Your objective
Write out the records below word for word, please.

Record extracts
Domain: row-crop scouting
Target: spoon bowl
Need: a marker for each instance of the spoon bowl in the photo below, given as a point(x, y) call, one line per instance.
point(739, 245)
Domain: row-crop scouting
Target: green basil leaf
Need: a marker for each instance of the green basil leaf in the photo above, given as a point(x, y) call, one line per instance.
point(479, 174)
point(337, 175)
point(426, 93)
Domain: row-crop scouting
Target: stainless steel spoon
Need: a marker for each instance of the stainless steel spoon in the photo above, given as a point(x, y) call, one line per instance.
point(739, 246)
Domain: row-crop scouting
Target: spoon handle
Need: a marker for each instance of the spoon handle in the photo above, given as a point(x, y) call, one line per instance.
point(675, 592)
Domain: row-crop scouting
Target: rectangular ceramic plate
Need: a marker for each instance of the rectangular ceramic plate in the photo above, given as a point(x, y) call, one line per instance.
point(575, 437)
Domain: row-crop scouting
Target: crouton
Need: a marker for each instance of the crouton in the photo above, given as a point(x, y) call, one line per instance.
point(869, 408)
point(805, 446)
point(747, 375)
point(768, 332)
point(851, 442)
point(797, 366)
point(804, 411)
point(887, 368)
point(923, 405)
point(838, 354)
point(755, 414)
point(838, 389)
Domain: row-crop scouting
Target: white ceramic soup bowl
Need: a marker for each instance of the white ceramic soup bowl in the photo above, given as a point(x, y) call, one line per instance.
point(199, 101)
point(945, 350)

Response
Domain: row-crop scouting
Target: spoon bowl
Need: a marker for each instance of the spoon bowl in the photo below, given as a point(x, y) call, one line per instance.
point(739, 245)
Domain: row-crop scouting
Target: green basil leaf
Need: a marker for each instance of the green basil leaf in the photo above, given as a point(x, y) call, one line per instance.
point(479, 174)
point(337, 175)
point(426, 93)
Domain: row-crop scouting
Target: stainless steel spoon
Need: a marker for each instance of the stainless steel spoon in the photo above, given as a point(x, y) call, one line per instance.
point(739, 246)
Domain: row-crop scouting
Target: spoon handle
Need: a marker for each instance of the spoon handle in the photo above, given as a point(x, y) call, one line per instance.
point(675, 592)
Domain: row-crop scouting
Target: rectangular ceramic plate
Need: a marker for each instance of the rectangular ceramic plate in the photo above, given as a point(x, y) call, one line per instance.
point(575, 437)
Domain: row-crop scouting
Target: crouton
Need: a marker for each instance of the crouton in the photo above, given as a point(x, y) call, one line per instance.
point(869, 408)
point(805, 446)
point(747, 375)
point(768, 332)
point(851, 442)
point(797, 366)
point(804, 411)
point(887, 368)
point(923, 405)
point(838, 354)
point(755, 414)
point(838, 389)
Domain: row-crop scouting
Target: white ceramic soup bowl
Need: a marker for each instance of the white ceramic soup bowl in the photo above, given as a point(x, y) call, one line per instance.
point(199, 101)
point(945, 350)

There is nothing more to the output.